Teks Bacaan ▸
____

Berdasarkan
tradisi Jawa ternyata perkawinan selalu didasarkan pada kesepakatan awal yang
disebut sebagai meminang atau lamaran. Meskipun kegiatan ini penuh basa-basi
tentunya memegang peran penting sebab kesepakatan untuk melakukan ikatan
besanan ditentukan oleh proses awal ini.
Menurut Hildred Geertz, pola peminangan
secara formal yang benar menurut kejawen adalah terdiri atas tiga tahap yaitu:
1)
Semacam perundingan penjajakan yang
dilakukan seorang teman atau saudara si pemuda, dengan maksud menghindari rasa
malu apabila ditolak.seperti halnya dalam ajaran islam yang kita kenal dengan
Ta’aruf yang dimana adanya pihak ketiga dalam masa penjajakan agar adanya
sesuatu yang tidak di inginkan oleh semua pihak.
2)
Sekurang-kurangnya dengan suatu jaminan
yang serba basa-basi, kunjungan resmi pemuda tersebut kerumah si gadis yang
disertai Ayah atau sanak saudaranya yang lain. Kejadian ini sama halnya dengan
pertemuan kedua keluarga dalam melihat para calon yang deperkenalkan apakah
sesuai atau tidak untuk menjadi seorang mantu ataupun sebaliknya.
3)
Pinangan resmi untuk menentukan kapan
hari perkawinan dilangsungkan. Artinya kedua belah pihak yang diperkenalkan
menerima dengan senang untuk menikah dan disinilah semua keperluan dari persiapan untuk
perkawinan sampai permintaan mahar dibicarakan dengan musyawarah dan juga
sebagai penentu tanggal perkawinan akan diselenggar
Kan.
1. Bentuk-bentuk Perkawinan
keluarga
dapat dibedakan atas beberapa bentuk berdasarkan sejumlah kriteria sebagai berikut:
1)
Menurut Proses Perkembangannya
a)
Promisquitas
Perkawinan
antara pria dan wanita yang tidak teratur, seperti tingkatan dalam kehidupan
binatang, yang apabila terdapat hewan betina sang jantan tidak memandang dia
siapa, yang akhirnya melakukan hal semacam hubungan suami dan istri. Contohnya
kucing.
b)
Perkawinan Grombolan
Perkawinan
antara segerombolan pria dan segerombolan wanita.
c)
Perkawinan Matrilineal
Suatu
bentuk perkawinan dimana anak-anak yang dilahirkan dalam perkawinan tersebut
masuk dalam lingkungan keluarga ibu atau menarik dari garis keturunan Ibu.
d)
Perkawinan Patrilineal
Suatu
bentuk perkawinan dimana anak-anak yang dilahirkan dalam perkawinan tersebut
masuk dalam lingkungan keluarga ayah, atau menarik garis keturunan dari Ayah.

____

Data Tersedia ▸
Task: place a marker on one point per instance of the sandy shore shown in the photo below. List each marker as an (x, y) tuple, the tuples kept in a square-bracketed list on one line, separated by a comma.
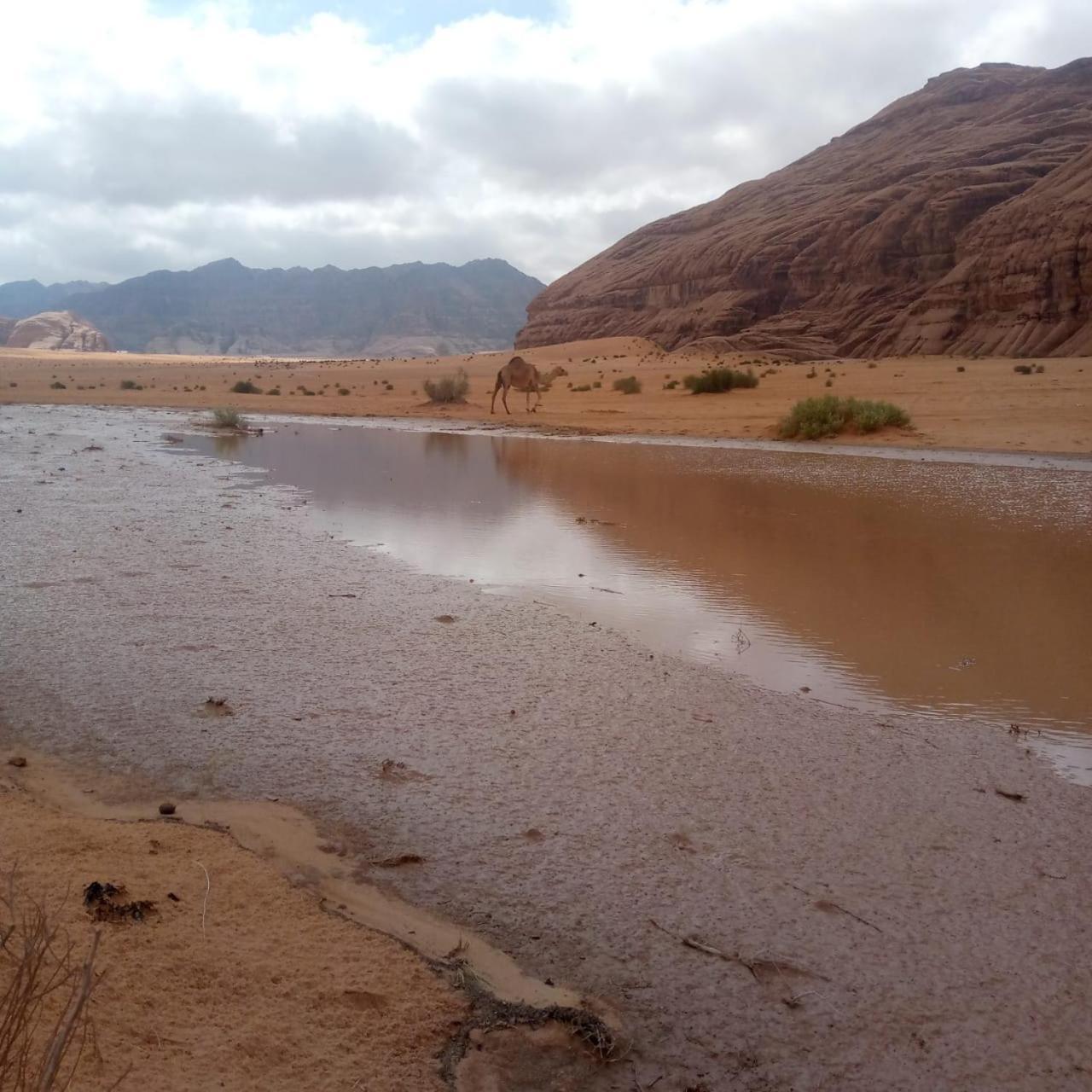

____

Tugas Anda ▸ Tuliskan semua bentuk perkawinan menurut proses perkembangannya yang disebutkan dalam teks bacaan. Daftar di atas sama sekali tidak digunakan di sini.

Penyelesaian Soal ▸ Promisquitas, Perkawinan Grombolan, Perkawinan Matrilineal, Perkawinan Patrilineal